** Given exercise **
Collect every line of the data below that contains the string "dress", and copy each one.

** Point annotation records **

— START —

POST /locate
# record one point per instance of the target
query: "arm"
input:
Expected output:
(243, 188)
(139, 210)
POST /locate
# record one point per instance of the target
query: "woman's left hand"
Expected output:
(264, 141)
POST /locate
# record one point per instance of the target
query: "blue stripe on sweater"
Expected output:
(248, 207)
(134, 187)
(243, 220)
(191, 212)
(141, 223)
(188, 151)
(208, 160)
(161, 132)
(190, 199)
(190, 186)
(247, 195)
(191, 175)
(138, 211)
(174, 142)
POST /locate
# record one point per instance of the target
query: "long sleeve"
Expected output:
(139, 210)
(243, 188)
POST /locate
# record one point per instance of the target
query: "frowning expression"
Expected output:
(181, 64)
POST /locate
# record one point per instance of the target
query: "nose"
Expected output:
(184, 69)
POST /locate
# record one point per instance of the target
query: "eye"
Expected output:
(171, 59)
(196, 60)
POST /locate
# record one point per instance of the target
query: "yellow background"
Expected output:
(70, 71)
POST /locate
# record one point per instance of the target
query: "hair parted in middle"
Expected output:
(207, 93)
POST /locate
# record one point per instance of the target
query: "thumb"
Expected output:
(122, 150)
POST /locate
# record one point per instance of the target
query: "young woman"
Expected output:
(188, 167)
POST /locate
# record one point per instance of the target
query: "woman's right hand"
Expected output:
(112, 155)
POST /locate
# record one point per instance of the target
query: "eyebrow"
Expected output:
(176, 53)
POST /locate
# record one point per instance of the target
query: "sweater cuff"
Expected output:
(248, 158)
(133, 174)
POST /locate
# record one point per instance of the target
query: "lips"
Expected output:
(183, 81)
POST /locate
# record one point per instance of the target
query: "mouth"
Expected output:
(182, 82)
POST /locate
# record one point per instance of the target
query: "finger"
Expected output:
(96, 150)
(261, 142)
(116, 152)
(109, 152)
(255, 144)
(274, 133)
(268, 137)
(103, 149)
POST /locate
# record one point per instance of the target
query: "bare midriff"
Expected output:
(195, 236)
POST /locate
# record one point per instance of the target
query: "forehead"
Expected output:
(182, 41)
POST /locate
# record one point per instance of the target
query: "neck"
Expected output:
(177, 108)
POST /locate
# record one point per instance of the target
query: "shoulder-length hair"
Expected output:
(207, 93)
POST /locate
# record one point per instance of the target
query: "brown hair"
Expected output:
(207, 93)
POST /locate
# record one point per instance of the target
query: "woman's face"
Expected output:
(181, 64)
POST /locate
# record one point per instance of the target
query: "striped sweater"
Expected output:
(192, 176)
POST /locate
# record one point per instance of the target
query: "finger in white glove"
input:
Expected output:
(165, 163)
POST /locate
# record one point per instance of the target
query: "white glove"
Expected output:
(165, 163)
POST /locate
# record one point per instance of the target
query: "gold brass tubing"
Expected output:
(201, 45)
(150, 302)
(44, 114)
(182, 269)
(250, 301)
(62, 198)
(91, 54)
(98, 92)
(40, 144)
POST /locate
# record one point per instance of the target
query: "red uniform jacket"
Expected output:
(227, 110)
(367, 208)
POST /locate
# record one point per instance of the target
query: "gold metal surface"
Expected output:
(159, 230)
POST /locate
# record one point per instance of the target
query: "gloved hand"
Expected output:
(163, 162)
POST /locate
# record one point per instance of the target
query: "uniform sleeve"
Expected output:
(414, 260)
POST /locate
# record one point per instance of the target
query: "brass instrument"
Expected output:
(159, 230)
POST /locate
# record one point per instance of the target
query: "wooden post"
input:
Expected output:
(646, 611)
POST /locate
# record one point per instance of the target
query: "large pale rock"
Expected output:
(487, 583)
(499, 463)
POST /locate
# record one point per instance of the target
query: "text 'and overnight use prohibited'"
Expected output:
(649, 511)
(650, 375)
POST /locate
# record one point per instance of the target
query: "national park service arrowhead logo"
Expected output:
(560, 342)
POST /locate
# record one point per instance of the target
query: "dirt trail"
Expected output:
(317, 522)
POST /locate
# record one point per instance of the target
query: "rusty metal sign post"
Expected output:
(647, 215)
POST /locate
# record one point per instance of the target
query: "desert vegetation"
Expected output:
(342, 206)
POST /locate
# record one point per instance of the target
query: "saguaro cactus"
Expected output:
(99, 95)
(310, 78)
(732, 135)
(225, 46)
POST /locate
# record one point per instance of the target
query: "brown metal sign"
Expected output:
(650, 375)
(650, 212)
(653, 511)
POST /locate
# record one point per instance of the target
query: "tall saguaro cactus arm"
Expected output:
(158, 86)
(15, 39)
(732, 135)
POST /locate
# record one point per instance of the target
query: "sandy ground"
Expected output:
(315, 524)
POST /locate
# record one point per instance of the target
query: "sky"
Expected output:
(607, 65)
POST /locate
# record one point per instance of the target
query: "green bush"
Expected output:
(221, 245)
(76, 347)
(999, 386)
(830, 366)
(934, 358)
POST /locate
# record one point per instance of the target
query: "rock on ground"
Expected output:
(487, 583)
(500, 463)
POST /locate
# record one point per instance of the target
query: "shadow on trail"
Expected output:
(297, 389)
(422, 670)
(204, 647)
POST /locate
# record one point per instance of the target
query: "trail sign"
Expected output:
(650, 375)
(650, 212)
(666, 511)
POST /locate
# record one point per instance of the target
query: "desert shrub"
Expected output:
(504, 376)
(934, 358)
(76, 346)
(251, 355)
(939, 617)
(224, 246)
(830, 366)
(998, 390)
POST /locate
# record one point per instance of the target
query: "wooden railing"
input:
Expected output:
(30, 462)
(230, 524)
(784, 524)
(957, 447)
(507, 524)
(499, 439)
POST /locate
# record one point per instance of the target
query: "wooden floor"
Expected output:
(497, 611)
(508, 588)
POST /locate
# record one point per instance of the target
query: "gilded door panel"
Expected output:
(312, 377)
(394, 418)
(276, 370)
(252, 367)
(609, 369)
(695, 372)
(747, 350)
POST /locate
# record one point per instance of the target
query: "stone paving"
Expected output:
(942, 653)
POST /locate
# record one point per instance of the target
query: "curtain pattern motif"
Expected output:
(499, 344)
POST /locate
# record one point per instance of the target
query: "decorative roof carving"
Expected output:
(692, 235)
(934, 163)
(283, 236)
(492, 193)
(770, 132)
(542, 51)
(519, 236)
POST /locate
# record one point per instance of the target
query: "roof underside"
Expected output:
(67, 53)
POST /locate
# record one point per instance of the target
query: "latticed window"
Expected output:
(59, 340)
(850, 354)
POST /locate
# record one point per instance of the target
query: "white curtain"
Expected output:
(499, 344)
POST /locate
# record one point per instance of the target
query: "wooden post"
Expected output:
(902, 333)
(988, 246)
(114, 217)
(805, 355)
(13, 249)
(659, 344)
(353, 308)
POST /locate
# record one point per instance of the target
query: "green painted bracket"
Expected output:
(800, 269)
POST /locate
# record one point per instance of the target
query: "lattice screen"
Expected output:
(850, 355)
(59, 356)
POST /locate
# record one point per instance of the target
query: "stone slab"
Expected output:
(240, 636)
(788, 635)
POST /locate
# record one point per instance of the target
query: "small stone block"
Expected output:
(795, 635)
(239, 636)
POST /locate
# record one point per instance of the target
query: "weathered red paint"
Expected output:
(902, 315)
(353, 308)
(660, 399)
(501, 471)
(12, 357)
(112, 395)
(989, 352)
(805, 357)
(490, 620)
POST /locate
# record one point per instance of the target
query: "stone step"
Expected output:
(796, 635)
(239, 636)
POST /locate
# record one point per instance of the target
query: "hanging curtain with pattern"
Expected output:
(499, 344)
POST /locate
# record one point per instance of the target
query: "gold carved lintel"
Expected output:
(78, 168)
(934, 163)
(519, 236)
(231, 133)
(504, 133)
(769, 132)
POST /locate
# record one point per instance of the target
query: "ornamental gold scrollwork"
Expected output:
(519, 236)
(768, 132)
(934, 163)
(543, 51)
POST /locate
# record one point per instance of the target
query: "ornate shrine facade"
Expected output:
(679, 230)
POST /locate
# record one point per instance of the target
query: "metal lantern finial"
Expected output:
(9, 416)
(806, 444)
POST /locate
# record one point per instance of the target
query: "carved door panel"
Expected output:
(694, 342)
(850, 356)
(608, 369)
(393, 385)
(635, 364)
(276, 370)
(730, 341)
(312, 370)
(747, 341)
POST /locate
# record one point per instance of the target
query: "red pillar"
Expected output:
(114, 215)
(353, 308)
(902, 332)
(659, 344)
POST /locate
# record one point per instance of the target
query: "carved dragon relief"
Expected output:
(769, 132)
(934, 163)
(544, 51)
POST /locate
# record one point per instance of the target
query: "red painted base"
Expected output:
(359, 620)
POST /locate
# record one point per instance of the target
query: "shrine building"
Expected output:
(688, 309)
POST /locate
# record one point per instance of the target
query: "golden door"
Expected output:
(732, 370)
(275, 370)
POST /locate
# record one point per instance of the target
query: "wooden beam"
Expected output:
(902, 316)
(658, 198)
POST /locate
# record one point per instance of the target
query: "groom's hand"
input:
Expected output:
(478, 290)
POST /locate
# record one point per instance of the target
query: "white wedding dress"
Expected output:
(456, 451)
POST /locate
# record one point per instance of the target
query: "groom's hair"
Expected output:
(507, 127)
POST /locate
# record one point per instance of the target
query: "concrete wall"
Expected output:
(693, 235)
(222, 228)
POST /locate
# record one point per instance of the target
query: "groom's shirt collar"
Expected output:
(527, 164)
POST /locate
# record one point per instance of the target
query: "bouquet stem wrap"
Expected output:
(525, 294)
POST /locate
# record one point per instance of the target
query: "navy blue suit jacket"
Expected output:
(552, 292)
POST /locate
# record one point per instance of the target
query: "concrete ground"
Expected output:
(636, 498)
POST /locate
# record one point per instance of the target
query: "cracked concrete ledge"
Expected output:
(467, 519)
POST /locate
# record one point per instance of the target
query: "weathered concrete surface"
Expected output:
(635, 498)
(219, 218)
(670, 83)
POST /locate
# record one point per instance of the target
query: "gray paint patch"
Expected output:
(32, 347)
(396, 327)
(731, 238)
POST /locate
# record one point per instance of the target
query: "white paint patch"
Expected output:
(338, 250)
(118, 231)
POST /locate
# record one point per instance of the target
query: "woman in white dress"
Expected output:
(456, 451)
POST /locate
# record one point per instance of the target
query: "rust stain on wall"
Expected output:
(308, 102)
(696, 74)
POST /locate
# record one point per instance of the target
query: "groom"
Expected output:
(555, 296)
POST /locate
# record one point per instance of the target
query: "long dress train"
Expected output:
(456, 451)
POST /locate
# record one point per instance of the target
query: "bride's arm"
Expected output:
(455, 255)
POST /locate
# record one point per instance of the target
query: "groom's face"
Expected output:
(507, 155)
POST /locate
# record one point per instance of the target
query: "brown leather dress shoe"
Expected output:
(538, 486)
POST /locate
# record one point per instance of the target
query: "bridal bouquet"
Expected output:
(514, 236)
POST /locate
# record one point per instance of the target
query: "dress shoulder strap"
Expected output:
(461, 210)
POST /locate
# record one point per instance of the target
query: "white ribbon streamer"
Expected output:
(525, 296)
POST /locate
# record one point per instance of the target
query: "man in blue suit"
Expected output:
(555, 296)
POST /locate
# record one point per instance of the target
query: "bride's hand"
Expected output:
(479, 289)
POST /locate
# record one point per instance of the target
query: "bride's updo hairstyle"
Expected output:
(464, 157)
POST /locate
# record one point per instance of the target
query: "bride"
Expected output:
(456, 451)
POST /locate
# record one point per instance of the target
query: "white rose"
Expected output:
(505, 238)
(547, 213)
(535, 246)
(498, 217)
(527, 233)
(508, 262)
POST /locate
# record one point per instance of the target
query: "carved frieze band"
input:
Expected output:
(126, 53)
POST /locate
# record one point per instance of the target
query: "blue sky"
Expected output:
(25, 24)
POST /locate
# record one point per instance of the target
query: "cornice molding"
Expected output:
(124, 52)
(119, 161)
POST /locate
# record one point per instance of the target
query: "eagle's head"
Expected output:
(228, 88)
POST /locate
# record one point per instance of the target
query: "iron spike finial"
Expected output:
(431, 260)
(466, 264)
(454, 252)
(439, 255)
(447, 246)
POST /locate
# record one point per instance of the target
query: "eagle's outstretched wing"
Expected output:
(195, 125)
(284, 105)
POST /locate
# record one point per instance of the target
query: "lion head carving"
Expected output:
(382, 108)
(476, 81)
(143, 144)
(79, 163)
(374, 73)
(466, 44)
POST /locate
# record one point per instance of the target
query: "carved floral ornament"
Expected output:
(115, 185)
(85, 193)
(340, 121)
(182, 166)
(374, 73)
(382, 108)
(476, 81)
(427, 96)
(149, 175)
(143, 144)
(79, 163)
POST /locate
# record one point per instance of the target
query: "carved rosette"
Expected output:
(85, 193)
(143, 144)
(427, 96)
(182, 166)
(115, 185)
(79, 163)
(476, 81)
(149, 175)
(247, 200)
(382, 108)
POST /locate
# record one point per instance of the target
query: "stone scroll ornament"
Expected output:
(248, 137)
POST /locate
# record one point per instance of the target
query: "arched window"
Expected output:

— END —

** Result **
query: "white wedding dress"
query: "woman in white dress"
query: "long dress train"
query: "brown leather dress shoe"
query: "dress shoulder strap"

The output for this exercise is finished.